Required task
Count the lines in the items below that contain the string "glove". Reply with the number alone.

Supplied material

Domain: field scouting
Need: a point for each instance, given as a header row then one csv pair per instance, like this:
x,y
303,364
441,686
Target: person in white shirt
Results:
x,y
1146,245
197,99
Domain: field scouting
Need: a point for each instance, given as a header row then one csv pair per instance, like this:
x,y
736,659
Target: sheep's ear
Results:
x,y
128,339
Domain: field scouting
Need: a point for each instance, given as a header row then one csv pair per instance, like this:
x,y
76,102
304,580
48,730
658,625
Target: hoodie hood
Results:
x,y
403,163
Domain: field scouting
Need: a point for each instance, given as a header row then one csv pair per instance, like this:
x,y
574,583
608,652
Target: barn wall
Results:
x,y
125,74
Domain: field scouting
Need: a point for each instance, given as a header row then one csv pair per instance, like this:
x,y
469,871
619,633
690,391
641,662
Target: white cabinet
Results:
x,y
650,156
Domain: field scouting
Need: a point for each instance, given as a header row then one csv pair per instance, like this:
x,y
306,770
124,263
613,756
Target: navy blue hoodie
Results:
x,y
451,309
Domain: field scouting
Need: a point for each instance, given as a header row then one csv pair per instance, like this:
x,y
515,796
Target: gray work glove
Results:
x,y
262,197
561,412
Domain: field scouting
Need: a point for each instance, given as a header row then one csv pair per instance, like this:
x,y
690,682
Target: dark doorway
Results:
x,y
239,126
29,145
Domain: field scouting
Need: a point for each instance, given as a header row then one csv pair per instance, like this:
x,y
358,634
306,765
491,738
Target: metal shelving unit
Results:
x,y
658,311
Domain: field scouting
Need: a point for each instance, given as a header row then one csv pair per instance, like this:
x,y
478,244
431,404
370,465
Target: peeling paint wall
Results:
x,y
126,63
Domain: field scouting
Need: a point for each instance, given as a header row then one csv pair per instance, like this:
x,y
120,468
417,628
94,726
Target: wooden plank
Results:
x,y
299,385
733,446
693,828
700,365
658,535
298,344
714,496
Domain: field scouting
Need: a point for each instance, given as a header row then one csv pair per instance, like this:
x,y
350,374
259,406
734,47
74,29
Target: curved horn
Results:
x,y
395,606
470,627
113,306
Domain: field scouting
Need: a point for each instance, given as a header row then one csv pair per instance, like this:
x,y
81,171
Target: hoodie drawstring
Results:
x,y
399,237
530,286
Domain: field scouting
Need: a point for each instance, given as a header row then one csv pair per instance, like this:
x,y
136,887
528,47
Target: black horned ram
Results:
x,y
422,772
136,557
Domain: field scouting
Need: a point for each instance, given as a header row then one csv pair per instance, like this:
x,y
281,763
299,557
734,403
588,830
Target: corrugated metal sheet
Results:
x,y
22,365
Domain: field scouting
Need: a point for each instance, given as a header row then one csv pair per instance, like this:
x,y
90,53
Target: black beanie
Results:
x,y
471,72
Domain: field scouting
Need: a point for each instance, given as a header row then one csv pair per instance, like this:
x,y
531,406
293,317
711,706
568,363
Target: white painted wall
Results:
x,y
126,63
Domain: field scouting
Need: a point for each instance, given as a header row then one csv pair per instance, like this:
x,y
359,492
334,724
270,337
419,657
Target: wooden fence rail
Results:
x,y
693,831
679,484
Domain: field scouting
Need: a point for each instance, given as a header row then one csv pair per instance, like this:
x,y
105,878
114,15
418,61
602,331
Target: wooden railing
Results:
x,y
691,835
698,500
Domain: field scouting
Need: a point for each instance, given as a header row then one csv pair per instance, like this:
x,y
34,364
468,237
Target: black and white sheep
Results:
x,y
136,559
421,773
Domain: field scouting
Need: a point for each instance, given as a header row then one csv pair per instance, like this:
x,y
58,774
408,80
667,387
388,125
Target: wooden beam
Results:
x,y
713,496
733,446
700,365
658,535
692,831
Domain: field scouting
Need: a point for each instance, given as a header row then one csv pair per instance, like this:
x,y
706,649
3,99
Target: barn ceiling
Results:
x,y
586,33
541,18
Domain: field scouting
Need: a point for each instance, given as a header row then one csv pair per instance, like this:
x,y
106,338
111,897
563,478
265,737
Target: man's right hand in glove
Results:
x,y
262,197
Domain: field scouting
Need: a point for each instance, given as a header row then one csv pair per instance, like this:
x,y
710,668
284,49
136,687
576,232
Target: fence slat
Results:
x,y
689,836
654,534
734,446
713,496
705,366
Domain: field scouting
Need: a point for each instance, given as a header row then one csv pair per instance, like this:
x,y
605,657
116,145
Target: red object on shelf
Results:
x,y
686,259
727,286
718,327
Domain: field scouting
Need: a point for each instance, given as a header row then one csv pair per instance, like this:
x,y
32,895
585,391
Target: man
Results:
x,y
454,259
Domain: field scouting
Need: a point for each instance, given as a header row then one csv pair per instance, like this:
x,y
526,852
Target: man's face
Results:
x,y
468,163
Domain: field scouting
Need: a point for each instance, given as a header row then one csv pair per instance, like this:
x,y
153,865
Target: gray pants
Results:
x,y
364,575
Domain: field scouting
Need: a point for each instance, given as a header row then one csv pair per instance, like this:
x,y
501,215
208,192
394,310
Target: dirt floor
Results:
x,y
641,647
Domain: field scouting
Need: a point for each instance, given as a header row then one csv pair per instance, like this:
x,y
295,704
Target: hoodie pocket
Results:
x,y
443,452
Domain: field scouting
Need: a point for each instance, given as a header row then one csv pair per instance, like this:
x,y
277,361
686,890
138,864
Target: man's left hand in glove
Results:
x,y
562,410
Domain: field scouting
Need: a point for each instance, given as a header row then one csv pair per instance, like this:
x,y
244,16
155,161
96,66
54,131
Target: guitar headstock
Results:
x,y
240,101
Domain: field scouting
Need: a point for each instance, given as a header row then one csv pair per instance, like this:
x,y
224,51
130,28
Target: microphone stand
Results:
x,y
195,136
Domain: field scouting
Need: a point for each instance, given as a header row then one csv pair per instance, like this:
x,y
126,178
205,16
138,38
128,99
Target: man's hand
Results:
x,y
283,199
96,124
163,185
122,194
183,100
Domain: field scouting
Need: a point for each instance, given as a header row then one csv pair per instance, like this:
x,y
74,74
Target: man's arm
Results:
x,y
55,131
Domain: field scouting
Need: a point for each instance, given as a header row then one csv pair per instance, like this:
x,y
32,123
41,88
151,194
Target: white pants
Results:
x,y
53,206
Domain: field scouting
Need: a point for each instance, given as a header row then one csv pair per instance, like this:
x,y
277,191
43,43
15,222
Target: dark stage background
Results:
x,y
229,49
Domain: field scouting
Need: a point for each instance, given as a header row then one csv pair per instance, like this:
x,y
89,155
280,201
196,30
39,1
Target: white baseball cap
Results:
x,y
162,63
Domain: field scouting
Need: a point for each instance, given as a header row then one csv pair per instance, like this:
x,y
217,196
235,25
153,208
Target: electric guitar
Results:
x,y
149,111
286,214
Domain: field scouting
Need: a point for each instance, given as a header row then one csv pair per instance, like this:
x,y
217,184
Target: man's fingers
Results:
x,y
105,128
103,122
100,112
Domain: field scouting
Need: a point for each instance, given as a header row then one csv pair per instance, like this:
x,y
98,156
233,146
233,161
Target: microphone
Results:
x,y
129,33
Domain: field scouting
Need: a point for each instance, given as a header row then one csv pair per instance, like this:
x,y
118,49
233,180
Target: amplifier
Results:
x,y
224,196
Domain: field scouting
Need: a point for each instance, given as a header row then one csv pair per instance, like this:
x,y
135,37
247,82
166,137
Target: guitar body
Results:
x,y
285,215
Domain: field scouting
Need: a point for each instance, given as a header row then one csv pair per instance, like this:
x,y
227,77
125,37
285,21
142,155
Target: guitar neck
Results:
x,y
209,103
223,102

Exercise output
3